The "Ben" might toot his horn & think he is all that, but you are either running under the table or a liability claim waiting to happen, how are these guys insured should something happen, are they _additional_insured on your account?...............Hmmm....animosity you say, I call it running a legit, professional biz. 

what this job sounds like to me is a weekend warrior buzz job, hope no one gets hurt & from some of Plas`s posts in "your thread" you might wanna consider...........INSURANCE!

LXT.....................


----------



## lxt

NCTREE said:


> Yeah Dan that was distasteful on my part and am sorry for subjecting the cool people in here I met to that trash talk. I'm not sorry to lxt though, if the guy wouldn't be such a jerk about it, things would be ok. It's not what he said it's how he said it. Maybe he will wake up soon and realize that debating and insulting are two different words. Thanks for the god bless lxt but I don't want it nor do I need it. I think you need it more, take care of yourself. NCTree




NC..... personally I dont care if you think im a jerk or what have you, if you wanna give Dan "Ben" a wrap around while hugging his back side & you think he`s cool? then you are indeed in need of a blessing, I made a post about the wages & the job...........so if it offended you......too :censored: bad!

you`re a tree man, agree or disagree with someone.......dont be a  baby tough guy! sheesh....... BTW, Im divorced so the wife comment didnt really bother me...! 


LXT................


----------



## ropensaddle

TreeCo said:


> I'm guessing you've never attended an ISATCC?
> 
> I have.
> 
> You will never hear me running down the competitors. I've seen how they climb, what kind of shape they are in and their level of knowledge of ropes and rigging.



I attended a long time ago won rope toss wasn't for me too many tootie fruities.


----------



## ropensaddle

TreeCo said:


> You sure that wasn't the 'salad toss' you won there, ropen?



No but the roids sure seemed to be flying around that show lmao


----------



## Plasmech

TreeCo said:


> You sure that wasn't the 'salad toss' you won there, ropen?



LMFAO, so this guy does have a sense of humor...


----------



## treemandan

lxt said:


> How wrong you are..........your buddy NC made a comment about my "fat lazy wife", I was gonna stoop to his level but didnt, can the "Dan" read? oops I mean the Ben!........your thread......LOL,
> 
> animosity?..........at least ropes understands! paying a man $250 a day (contract climber) or sub is an awfull wage! sorry benny....thats just the truth you dont wanna hear!
> 
> $250 is good if its under the table & you`re supplying the gear! a sub/contracted person making $250 a day aint chit...benny, c`mon if being done "legal"..........you do operate Legal? right?
> 
> run that number after taxes, insurance,% for equip maintenance, etc... hell uncle sam will get a solid 3rd of that $250 right off the bat meaning $250 just became $165 approx & thats not counting the rest of a subs/contractors operational costs!
> 
> The "Ben" might toot his horn & think he is all that, but you are either running under the table or a liability claim waiting to happen, how are these guys insured should something happen, are they _additional_insured on your account?...............Hmmm....animosity you say, I call it running a legit, professional biz.

▬▬▬

# Objectives:
[a] In one to three sentences, explain why lxt says in the tree-work forum thread that $250 a day is an awful wage for a contract climber or sub.
[b] Pick up the tree-work forum thread after its last sentence and keep it going.
The lines are separate material, unrelated to the tree-work forum thread.

▬▬▬

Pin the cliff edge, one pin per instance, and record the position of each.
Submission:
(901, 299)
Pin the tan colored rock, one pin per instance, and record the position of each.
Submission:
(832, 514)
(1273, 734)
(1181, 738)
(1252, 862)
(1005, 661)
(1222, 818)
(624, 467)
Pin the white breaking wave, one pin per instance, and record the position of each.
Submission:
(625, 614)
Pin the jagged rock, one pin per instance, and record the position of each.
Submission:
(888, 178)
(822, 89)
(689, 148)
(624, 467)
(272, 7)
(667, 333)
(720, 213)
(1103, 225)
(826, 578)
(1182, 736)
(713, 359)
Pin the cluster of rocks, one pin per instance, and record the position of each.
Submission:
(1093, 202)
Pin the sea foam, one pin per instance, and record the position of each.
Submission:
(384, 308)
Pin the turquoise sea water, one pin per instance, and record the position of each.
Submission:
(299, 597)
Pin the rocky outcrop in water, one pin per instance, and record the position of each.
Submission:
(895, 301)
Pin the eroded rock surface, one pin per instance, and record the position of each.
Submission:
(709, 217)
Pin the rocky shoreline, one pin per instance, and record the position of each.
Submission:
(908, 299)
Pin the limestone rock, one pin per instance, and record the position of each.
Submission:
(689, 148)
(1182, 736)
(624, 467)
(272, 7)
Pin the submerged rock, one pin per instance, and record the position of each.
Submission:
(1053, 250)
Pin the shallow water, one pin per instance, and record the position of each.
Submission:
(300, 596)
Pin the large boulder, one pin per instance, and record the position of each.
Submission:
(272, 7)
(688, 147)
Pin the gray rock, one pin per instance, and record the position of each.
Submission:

▬▬▬

# Responses for each task:
[a] Once taxes, insurance and a share for equipment maintenance come out, the $250 shrinks a lot. Taxes alone take about a third, which leaves roughly $165 before the rest of a sub's or contractor's operating costs. He says $250 is good only if it is paid under the table and the gear is supplied.

[b]
> 
> what this job sounds like to me is a weekend warrior buzz job, hope no one gets hurt & from some of Plas`s posts in "your thread" you might wanna consider...........INSURANCE!
> 
> LXT.....................



Ok, you got me pegged. Your are right. Now will you shut the #### up? BEfore you do : What do you pay your guys?


----------



## treemandan

And I sure as hell hope Plas don't get hurt either.


----------



## Plasmech

treemandan said:


> And I sure as hell hope Plas don't get hurt either.



Me 3.


----------



## treemandan

ropensaddle said:


> I attended a long time ago won rope toss wasn't for me too many tootie fruities.



Oh I am dying over here.


----------



## treemandan

I really don't know who brought up the wife bit and it can get hard to tell as the thread progresses IXT but if there is some example you can give me to prove that I am doing something illegal then either prove it or shut up. I imagine than anyone I hire has his own trucks and gear or either striving to establish his own to something of that effect. That would mean he has an GL ins cert. And that is all I need. I am not saying that is all he needs, I am not saying that is all I have either. No, I don't deal in WC, lucky me, I don't have to. We are just a bunch of nutzo contracters but if the #### hits the fans ( which it just may do one day and has done before) it all gets dumped on the ins co's. 
Hell, I have lived in Pittsburgh, if you get one of your guys to tote my gear up and down all those hills I would come work for 300 a day.
Now calm down if there is anything constructive you feel you have to say to me then just say it for real or go away. I am gonna do what I am gonna do and anybody who don't like can just go do what they are gonna do. It ain't always fair, don't always seem to make sense, people get hurt and who the #### knows

Mother####er wants to talk legitimate professional business with me Hell, don't know the last time I saw one of those to a T. I look around and it seems the people I work with are the only white people still in it. If you want advice on how to get around WC I can help but it sure ain't pretty but its legal. Everything is legal anyway or haven't you heard. Oh and stop with the childish " Benny" bs, It is quite childish and takes away from what you really want to say Ixt.


----------



## treemandan

But I tell ya two main things have got me all twisted up.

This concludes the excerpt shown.